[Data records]
^^^^
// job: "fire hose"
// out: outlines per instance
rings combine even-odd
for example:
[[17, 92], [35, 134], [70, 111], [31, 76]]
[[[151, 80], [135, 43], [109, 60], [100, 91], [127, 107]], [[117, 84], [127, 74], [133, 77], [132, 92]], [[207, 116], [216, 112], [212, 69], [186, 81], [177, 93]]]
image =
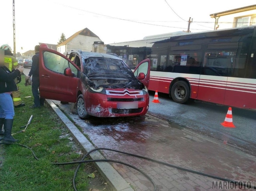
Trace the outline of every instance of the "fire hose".
[[[17, 145], [20, 146], [25, 147], [27, 148], [29, 150], [31, 151], [32, 153], [32, 154], [34, 156], [34, 158], [36, 160], [39, 160], [39, 159], [36, 157], [35, 154], [35, 153], [32, 150], [32, 149], [28, 147], [27, 146], [24, 145], [21, 145], [21, 144], [18, 144], [17, 143], [0, 143], [0, 144], [7, 144], [7, 145], [10, 145], [10, 144], [14, 144], [14, 145]], [[136, 168], [135, 166], [133, 166], [132, 165], [131, 165], [128, 164], [127, 164], [126, 163], [123, 163], [123, 162], [118, 161], [117, 160], [111, 160], [109, 159], [96, 159], [94, 160], [84, 160], [84, 159], [87, 157], [87, 156], [89, 155], [89, 154], [95, 151], [97, 151], [98, 150], [107, 150], [108, 151], [113, 151], [114, 152], [117, 152], [118, 153], [122, 153], [123, 154], [127, 154], [128, 155], [129, 155], [131, 156], [132, 156], [133, 157], [137, 157], [138, 158], [141, 158], [142, 159], [145, 159], [146, 160], [149, 160], [150, 161], [151, 161], [152, 162], [156, 163], [158, 163], [158, 164], [161, 164], [163, 165], [165, 165], [166, 166], [169, 166], [170, 167], [172, 167], [172, 168], [175, 168], [178, 169], [179, 169], [180, 170], [183, 170], [184, 171], [186, 171], [187, 172], [192, 172], [192, 173], [195, 173], [199, 175], [202, 175], [203, 176], [207, 176], [209, 177], [212, 178], [215, 178], [215, 179], [217, 179], [218, 180], [219, 180], [221, 181], [227, 181], [227, 182], [230, 182], [230, 183], [236, 185], [240, 185], [240, 183], [237, 181], [234, 181], [232, 180], [230, 180], [230, 179], [228, 179], [227, 178], [222, 178], [221, 177], [219, 177], [218, 176], [214, 176], [213, 175], [209, 175], [206, 174], [205, 174], [205, 173], [203, 173], [203, 172], [199, 172], [199, 171], [196, 171], [194, 170], [191, 170], [190, 169], [186, 169], [185, 168], [184, 168], [183, 167], [181, 167], [180, 166], [176, 166], [175, 165], [172, 165], [171, 164], [169, 164], [169, 163], [165, 163], [164, 162], [163, 162], [162, 161], [161, 161], [159, 160], [156, 160], [155, 159], [151, 159], [150, 158], [148, 158], [147, 157], [144, 157], [143, 156], [141, 156], [136, 154], [132, 154], [132, 153], [126, 153], [126, 152], [124, 152], [123, 151], [118, 151], [117, 150], [115, 150], [114, 149], [112, 149], [109, 148], [95, 148], [93, 149], [92, 149], [87, 153], [83, 157], [81, 160], [80, 160], [79, 161], [75, 161], [73, 162], [70, 162], [68, 163], [53, 163], [52, 164], [53, 164], [57, 165], [69, 165], [69, 164], [79, 164], [77, 168], [77, 169], [76, 170], [75, 172], [75, 174], [74, 174], [74, 176], [73, 178], [73, 187], [74, 189], [74, 190], [75, 191], [77, 191], [77, 190], [76, 187], [75, 185], [75, 178], [76, 177], [77, 175], [77, 173], [78, 172], [78, 171], [79, 170], [79, 169], [80, 168], [80, 167], [81, 166], [81, 164], [82, 163], [91, 163], [91, 162], [111, 162], [113, 163], [119, 163], [120, 164], [123, 164], [124, 165], [126, 165], [130, 167], [133, 169], [137, 170], [139, 172], [140, 172], [145, 177], [146, 177], [149, 181], [150, 182], [151, 182], [152, 184], [153, 184], [154, 186], [154, 191], [156, 191], [157, 190], [157, 187], [156, 185], [155, 184], [153, 180], [152, 179], [150, 178], [148, 175], [147, 175], [145, 172], [137, 168]], [[247, 184], [242, 183], [241, 184], [243, 186], [246, 187], [247, 187], [248, 188], [249, 187], [248, 185]], [[256, 186], [254, 186], [253, 187], [251, 187], [251, 188], [253, 188], [254, 189], [256, 189]]]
^^^^
■ WRITTEN PROBLEM:
Extract every line of the items above that contains the string "instance". Case counts, so a line matches only if the letters agree in upper and lower case.

■ WRITTEN ANSWER:
// out: outlines per instance
Trace the outline of every instance of the "fire hose".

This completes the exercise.